- Problem to solve: Omitting all images, output the entries that follow exactly as written.

- Supplied entries:
# # # # # # #

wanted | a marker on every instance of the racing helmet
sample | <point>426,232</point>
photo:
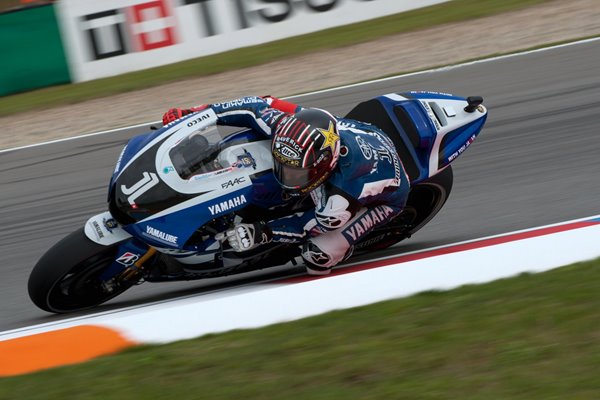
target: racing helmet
<point>306,148</point>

# # # # # # #

- Solution:
wanted | a marker on every instance of the racing helmet
sample | <point>426,232</point>
photo:
target: racing helmet
<point>306,148</point>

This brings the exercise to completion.